# DATA FOR THIS EXERCISE start
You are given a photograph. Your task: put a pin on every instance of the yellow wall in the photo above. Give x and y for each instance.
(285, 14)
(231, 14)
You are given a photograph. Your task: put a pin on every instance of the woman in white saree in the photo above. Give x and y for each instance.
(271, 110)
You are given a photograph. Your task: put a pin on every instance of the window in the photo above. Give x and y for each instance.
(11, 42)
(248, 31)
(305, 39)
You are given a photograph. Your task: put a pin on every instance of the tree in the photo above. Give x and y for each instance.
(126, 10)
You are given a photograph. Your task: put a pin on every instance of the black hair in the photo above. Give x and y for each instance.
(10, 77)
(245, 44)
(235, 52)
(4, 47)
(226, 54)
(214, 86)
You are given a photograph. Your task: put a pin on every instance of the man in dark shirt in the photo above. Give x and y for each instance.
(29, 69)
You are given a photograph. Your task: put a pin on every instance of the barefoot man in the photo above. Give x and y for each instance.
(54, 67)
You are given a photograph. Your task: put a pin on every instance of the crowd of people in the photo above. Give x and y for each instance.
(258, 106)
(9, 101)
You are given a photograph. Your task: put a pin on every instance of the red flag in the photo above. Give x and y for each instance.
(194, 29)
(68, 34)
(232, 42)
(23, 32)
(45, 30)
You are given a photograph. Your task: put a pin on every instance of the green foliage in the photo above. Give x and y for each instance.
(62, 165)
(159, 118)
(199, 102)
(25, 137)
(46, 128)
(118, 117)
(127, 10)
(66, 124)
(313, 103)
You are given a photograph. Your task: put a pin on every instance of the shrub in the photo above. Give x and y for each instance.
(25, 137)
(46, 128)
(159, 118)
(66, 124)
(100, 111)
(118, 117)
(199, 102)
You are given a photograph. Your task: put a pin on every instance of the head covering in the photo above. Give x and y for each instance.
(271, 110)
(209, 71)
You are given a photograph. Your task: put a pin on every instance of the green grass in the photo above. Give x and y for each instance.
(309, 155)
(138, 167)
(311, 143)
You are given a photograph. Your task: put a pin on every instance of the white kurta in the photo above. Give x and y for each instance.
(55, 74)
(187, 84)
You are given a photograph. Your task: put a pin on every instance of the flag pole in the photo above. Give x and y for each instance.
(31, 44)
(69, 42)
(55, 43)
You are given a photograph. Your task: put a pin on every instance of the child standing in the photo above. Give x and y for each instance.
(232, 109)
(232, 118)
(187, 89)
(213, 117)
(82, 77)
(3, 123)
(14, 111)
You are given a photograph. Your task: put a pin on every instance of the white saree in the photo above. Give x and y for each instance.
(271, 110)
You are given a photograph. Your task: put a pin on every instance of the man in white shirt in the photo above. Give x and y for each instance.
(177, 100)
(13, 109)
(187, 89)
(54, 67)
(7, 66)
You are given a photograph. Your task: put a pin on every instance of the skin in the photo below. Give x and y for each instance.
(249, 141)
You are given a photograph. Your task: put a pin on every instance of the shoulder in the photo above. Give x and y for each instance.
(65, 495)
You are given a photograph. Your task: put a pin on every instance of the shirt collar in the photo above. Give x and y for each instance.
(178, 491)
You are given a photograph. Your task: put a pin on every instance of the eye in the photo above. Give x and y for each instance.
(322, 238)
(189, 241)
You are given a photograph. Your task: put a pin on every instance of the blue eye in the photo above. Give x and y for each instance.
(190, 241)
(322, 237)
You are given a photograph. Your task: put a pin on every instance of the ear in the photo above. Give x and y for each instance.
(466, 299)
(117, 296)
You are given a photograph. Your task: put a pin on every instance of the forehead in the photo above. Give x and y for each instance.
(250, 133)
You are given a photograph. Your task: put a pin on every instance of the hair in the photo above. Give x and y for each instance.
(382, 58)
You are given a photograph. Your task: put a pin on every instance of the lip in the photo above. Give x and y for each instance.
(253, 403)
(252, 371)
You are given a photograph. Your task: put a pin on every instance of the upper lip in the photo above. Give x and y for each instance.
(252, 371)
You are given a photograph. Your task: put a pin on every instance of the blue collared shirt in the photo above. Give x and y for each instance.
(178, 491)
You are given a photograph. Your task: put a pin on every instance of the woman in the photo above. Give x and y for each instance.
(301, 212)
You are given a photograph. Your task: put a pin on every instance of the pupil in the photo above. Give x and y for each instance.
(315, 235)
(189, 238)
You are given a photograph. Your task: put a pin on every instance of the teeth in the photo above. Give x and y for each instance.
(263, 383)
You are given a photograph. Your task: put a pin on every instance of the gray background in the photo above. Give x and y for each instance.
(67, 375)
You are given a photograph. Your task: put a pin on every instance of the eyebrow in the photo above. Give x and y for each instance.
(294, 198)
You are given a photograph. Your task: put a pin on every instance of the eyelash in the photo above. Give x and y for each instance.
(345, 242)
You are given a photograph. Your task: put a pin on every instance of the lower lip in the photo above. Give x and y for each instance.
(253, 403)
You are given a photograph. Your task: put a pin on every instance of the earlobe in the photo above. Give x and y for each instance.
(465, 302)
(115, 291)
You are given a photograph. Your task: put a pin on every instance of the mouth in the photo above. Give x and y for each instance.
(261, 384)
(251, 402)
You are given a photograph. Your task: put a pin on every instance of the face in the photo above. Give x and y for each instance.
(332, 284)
# DATA FOR THIS EXERCISE end
» **WHAT THE TASK ASKS**
Convert every one of the rows above into a Markdown table with the columns Number and Row text, numbering them in order and leaving out any blank lines.

» **OUTPUT FOR THIS EXERCISE**
| Number | Row text |
|---|---|
| 1 | You are given a photograph. Your task: put a pin on every instance of the yellow wall in the photo above. Give x and y for each instance. |
| 2 | (285, 14) |
| 3 | (231, 14) |
| 4 | You are given a photograph. Your task: put a pin on every instance of the woman in white saree in the photo above. Give x and y for each instance. |
| 5 | (271, 110) |
| 6 | You are given a photograph. Your task: put a pin on every instance of the window in the photo above. Give x and y for each instance. |
| 7 | (11, 42) |
| 8 | (248, 31) |
| 9 | (305, 39) |
| 10 | You are given a photograph. Your task: put a pin on every instance of the tree in the photo above. Give x and y for each instance. |
| 11 | (126, 10) |
| 12 | You are given a photograph. Your task: put a pin on every instance of the black hair in the photo above. Give x and y for each instance. |
| 13 | (10, 77) |
| 14 | (245, 44) |
| 15 | (235, 52) |
| 16 | (4, 47) |
| 17 | (226, 54) |
| 18 | (214, 86) |
| 19 | You are given a photograph. Your task: put a pin on every instance of the man in dark shirt in the photo above. Give x and y for each instance. |
| 20 | (29, 69) |
| 21 | You are given a photograph. Your task: put a pin on every instance of the barefoot man in the photo above. Give x and y for each instance. |
| 22 | (54, 67) |
| 23 | You are given a photograph. Your task: put a pin on every instance of the crowd of people in the photo above. Give x and y for each instance. |
| 24 | (258, 106) |
| 25 | (9, 101) |
| 26 | You are given a photograph. Your task: put a pin on every instance of the red flag in the photo above. Give x and y for each instance. |
| 27 | (194, 29) |
| 28 | (68, 34) |
| 29 | (232, 42) |
| 30 | (23, 32) |
| 31 | (45, 30) |
| 32 | You are given a photograph. Your task: put a pin on every instance of the green foliage in the photo above. Give x and y for each instance. |
| 33 | (62, 165) |
| 34 | (159, 118) |
| 35 | (199, 102) |
| 36 | (25, 137) |
| 37 | (46, 128) |
| 38 | (118, 117) |
| 39 | (127, 10) |
| 40 | (66, 124) |
| 41 | (313, 103) |
| 42 | You are given a photograph. Your task: put a pin on every instance of the shrub in the photo above. Give x and y for each instance. |
| 43 | (25, 137) |
| 44 | (46, 128) |
| 45 | (159, 118) |
| 46 | (66, 124) |
| 47 | (100, 111) |
| 48 | (118, 117) |
| 49 | (199, 102) |
| 50 | You are given a photograph. Your task: put a pin on every instance of the head covering in the photo above. Give x and y for each instance. |
| 51 | (271, 110) |
| 52 | (209, 71) |
| 53 | You are given a photograph. Your task: put a pin on every instance of the green grass in the photo above. Give x and y for each instance. |
| 54 | (309, 155) |
| 55 | (138, 167) |
| 56 | (311, 143) |
| 57 | You are given a photograph. Your task: put a pin on every instance of the white kurta in the photo above. Give x and y for each instance. |
| 58 | (55, 74) |
| 59 | (187, 84) |
| 60 | You are given a photograph. Your task: put a pin on every instance of the flag pole in the photo above. Give x and y for each instance. |
| 61 | (31, 44) |
| 62 | (69, 42) |
| 63 | (55, 43) |
| 64 | You are given a photograph. Your task: put a pin on every instance of the child standing in the photo above. Give x and y for each instance. |
| 65 | (232, 109) |
| 66 | (232, 118) |
| 67 | (187, 89) |
| 68 | (213, 117) |
| 69 | (82, 77) |
| 70 | (3, 123) |
| 71 | (14, 111) |
| 72 | You are given a photograph. Your task: put a pin on every instance of the white saree in the photo above. Give x and y for each instance. |
| 73 | (271, 110) |
| 74 | You are given a photograph. Your task: put a pin on every instance of the man in white shirt in the photo above. Give x and y for each instance. |
| 75 | (177, 100) |
| 76 | (13, 109) |
| 77 | (187, 89) |
| 78 | (54, 67) |
| 79 | (7, 66) |
| 80 | You are given a photograph. Your task: put a pin on every instance of the skin in the photo below. Give x and y for each instance. |
| 81 | (249, 141) |
| 82 | You are given a photograph. Your task: put a pin on every instance of the shoulder in the photo above. Give x and y for each instance. |
| 83 | (65, 495) |
| 84 | You are given a photograph. Your task: put a pin on every instance of the shirt collar in the photo above. Give x and y for each instance. |
| 85 | (178, 491) |
| 86 | You are given a photograph. Your task: put a pin on every instance of the eye in the photo above. Give x and y for each instance. |
| 87 | (322, 238) |
| 88 | (189, 241) |
| 89 | You are given a photograph. Your task: put a pin on every instance of the blue eye in the photo above. Give x and y for each instance. |
| 90 | (190, 241) |
| 91 | (322, 237) |
| 92 | You are given a photograph. Your task: put a pin on every instance of the ear in the photo above. Give x and y for each instance. |
| 93 | (466, 299) |
| 94 | (117, 296) |
| 95 | You are given a photograph. Your task: put a pin on every instance of the forehead in the photo above. Give x and y for each instance. |
| 96 | (250, 133) |
| 97 | You are given a photograph. Your task: put a pin on every instance of the hair in the photo above. Give x and y for each instance. |
| 98 | (382, 58) |
| 99 | You are given a photograph. Your task: put a pin on every instance of the lip in the photo above. Give x and y for each instance. |
| 100 | (253, 403) |
| 101 | (252, 371) |
| 102 | You are given a photograph. Your task: put a pin on every instance of the upper lip in the photo above. Give x and y for each instance. |
| 103 | (252, 371) |
| 104 | You are given a photograph. Your task: put a pin on every instance of the blue collared shirt in the photo above. Give x and y for each instance. |
| 105 | (178, 491) |
| 106 | You are given a photograph. Your task: put a pin on every instance of the woman in the photo above. Give x and y for each instance. |
| 107 | (301, 212) |
| 108 | You are given a photograph. Your task: put a pin on every instance of the pupil in the photo above. Give x and y for each instance. |
| 109 | (315, 235) |
| 110 | (189, 238) |
| 111 | You are given a photograph. Your task: put a pin on every instance of the teeth in the photo above. Give x and y for each instance. |
| 112 | (263, 383) |
| 113 | You are given a photograph. Your task: put a pin on every instance of the gray background in the photo above. Give x and y for each instance. |
| 114 | (67, 375) |
| 115 | You are given a photograph. Your task: put a pin on every instance of the eyebrow in the photo above. Give x and y for each instance. |
| 116 | (294, 198) |
| 117 | You are given a photograph. Your task: put a pin on every instance of the eyelash in the photo above. Give x and y for each instance. |
| 118 | (345, 242) |
| 119 | You are given a photograph. Your task: put a pin on every instance of the lower lip in the photo above. Give x and y for each instance. |
| 120 | (253, 403) |
| 121 | You are given a photograph. Your task: put a pin on every instance of the earlobe in the photo above. Give x and y for each instance. |
| 122 | (465, 302) |
| 123 | (115, 291) |
| 124 | You are given a photograph. Your task: put a pin on every instance of the mouth in the photo above. Give x and y for each instance. |
| 125 | (261, 384) |
| 126 | (251, 402) |
| 127 | You are given a photograph. Your task: put a pin on every instance of the face in the photo above. Give x and y for each instance. |
| 128 | (332, 284) |